Answer these questions from the thread on passing pointers:
1. What does ChuckMcM say is the concept the OP is going for?
2. What happened on every single inlink after the comment site was sold or acquired?
3. What does brettcvz name as the central issue?

* Text block:
══════
Passing Pointers

fzzzy · on July 23, 2012

Yes! I really hope more people catch on to why this is an excellent idea.

Urls as pointers are not needed in a world where Facebook controls everything and has access to everything by id in it's backend.

A world where services provide and consume urls is a world where it doesn't matter what server something is on, everyone can participate.

icebraining · on July 23, 2012

It's always refreshing when people building web services actually understand the web. (Note: not sarcasm, unfortunately this is rare).

ChuckMcM · on July 24, 2012

Except that if you understand the web you understand that a URL is worthless. Worse than worthless its down right dangerous. The moment you write a URL is the moment the clock starts ticking on the data that it refers to being the same data as the URL describes. This can fail in spectacular ways. A loooong time ago there was a web site that hosted comments on a golf courses that referenced to a hosted community site. The front side of the application would put a snippet of the comment and a link to the full comment. The service passed away into the web zombie land (the web site was still serving pages, the links still pointed at the comment site, and nobody was home). The comment site got sold or acquired and someone put up malware on every single inlink. Blammo armed and dangerous.

The concept the OP is going for is 'deferred work' which is to say not to pass around data that isn't going to be used. And that is indeed a noble goal, but you must have a way to vet that the pointer you passed still points to the thing you thought it did, or you will find out what so many C programmers have discovered about caching pointers, bad bad bad idea.

brettcvz · on July 24, 2012

The central issue here is trust. If you trust the provider of the url to maintain the link, ensure that it stays alive and pointed to what you expect, then it's fine.
══════
Named-object pointing items:
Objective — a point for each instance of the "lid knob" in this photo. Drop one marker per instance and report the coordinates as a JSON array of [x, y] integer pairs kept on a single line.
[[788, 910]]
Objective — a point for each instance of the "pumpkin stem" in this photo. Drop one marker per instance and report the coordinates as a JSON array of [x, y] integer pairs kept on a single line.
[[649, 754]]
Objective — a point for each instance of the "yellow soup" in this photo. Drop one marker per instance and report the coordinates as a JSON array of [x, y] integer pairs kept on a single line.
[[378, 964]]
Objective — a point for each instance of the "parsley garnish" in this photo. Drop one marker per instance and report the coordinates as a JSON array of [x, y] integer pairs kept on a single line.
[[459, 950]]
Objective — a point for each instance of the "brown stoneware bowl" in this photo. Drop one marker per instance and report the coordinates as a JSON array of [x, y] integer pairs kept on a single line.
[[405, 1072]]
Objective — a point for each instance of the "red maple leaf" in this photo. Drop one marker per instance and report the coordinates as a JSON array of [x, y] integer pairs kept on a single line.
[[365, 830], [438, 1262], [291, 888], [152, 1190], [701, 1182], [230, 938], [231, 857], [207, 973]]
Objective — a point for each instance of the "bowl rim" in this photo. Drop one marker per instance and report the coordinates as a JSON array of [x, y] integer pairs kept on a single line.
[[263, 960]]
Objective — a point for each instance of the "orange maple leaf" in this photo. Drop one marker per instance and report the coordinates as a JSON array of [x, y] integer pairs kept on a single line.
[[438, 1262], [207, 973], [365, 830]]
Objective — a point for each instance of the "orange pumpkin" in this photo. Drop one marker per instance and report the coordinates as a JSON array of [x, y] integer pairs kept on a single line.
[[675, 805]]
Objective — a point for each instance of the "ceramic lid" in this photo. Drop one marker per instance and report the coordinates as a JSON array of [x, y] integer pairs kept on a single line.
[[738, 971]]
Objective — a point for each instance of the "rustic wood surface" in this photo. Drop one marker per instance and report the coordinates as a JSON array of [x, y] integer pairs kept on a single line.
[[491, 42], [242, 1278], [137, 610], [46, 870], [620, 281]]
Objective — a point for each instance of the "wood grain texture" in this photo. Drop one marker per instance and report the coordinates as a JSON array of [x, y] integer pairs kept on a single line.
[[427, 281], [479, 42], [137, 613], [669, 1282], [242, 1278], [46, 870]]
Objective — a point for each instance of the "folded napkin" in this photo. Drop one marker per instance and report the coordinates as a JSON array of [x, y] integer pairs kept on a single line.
══════
* Answer:
1. Deferred work, meaning not passing around data that isn't going to be used.
2. Someone put up malware on them.
3. Trust.